--- The input ---

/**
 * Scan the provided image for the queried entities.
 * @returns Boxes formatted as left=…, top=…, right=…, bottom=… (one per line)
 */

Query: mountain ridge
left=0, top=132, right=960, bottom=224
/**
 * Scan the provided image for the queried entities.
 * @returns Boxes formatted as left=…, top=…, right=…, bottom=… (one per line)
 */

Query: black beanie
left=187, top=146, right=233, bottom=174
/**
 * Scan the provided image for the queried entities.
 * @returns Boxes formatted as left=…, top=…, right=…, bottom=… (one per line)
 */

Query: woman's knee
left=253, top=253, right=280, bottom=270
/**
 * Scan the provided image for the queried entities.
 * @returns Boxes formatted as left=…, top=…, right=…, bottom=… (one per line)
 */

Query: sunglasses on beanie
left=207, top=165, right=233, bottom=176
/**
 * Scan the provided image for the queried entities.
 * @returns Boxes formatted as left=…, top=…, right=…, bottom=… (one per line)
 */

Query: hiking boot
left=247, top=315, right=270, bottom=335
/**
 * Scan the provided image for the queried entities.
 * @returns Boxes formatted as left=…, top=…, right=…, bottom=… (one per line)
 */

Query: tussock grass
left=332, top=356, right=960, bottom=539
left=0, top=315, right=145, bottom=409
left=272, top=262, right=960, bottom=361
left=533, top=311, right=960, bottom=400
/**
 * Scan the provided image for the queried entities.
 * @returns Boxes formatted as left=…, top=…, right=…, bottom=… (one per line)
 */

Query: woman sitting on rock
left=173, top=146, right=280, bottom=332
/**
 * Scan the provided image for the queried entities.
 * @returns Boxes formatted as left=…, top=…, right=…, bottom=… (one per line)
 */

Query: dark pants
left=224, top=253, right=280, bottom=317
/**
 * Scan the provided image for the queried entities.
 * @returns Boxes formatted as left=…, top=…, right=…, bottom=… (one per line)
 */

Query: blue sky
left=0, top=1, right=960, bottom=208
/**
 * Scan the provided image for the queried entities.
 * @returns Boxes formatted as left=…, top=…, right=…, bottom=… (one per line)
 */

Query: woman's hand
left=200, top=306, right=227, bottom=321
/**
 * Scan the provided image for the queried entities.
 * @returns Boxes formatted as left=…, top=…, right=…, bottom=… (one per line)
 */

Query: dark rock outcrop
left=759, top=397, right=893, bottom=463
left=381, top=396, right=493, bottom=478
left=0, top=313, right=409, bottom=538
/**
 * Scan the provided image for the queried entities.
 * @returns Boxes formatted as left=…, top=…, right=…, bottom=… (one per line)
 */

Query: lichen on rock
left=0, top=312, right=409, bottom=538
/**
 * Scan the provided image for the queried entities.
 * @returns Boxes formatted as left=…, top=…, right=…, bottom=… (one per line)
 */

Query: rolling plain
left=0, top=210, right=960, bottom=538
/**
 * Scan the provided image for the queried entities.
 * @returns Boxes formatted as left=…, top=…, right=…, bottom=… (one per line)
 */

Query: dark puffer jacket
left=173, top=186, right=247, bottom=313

---

**Work instructions:**
Rewrite the records from their first line through the line containing "left=0, top=1, right=960, bottom=208", substituting "Search" for every "Scan" and keeping everything else the same.

**Solution below:**
/**
 * Search the provided image for the queried entities.
 * @returns Boxes formatted as left=…, top=…, right=…, bottom=… (one per line)
 */

Query: mountain ridge
left=0, top=132, right=960, bottom=224
/**
 * Search the provided image for the queried entities.
 * @returns Boxes formatted as left=…, top=…, right=…, bottom=… (one per line)
 */

Query: black beanie
left=187, top=146, right=233, bottom=174
/**
 * Search the provided image for the queried entities.
 * @returns Boxes formatted as left=…, top=…, right=…, bottom=… (one per line)
 */

Query: woman's knee
left=253, top=253, right=280, bottom=270
/**
 * Search the provided image for the queried entities.
 * @returns Boxes formatted as left=…, top=…, right=…, bottom=… (one per line)
 */

Query: sunglasses on beanie
left=207, top=165, right=233, bottom=176
/**
 * Search the provided image for the queried entities.
 * @returns Boxes formatted as left=…, top=…, right=…, bottom=… (one per line)
 */

Query: hiking boot
left=247, top=315, right=270, bottom=335
/**
 * Search the provided image for the queried entities.
 * @returns Boxes formatted as left=…, top=…, right=…, bottom=… (one per line)
 */

Query: tussock grass
left=332, top=356, right=960, bottom=539
left=0, top=315, right=145, bottom=409
left=272, top=262, right=960, bottom=361
left=533, top=311, right=960, bottom=400
/**
 * Search the provided image for the queried entities.
 * @returns Boxes formatted as left=…, top=…, right=…, bottom=… (one per line)
 */

Query: woman sitting on rock
left=173, top=146, right=280, bottom=332
/**
 * Search the provided image for the queried entities.
 * @returns Boxes formatted as left=…, top=…, right=…, bottom=… (one per line)
 */

Query: dark pants
left=224, top=253, right=280, bottom=317
/**
 * Search the provided image for the queried entities.
 * @returns Boxes formatted as left=…, top=…, right=…, bottom=… (one per line)
 */

Query: blue sky
left=0, top=1, right=960, bottom=208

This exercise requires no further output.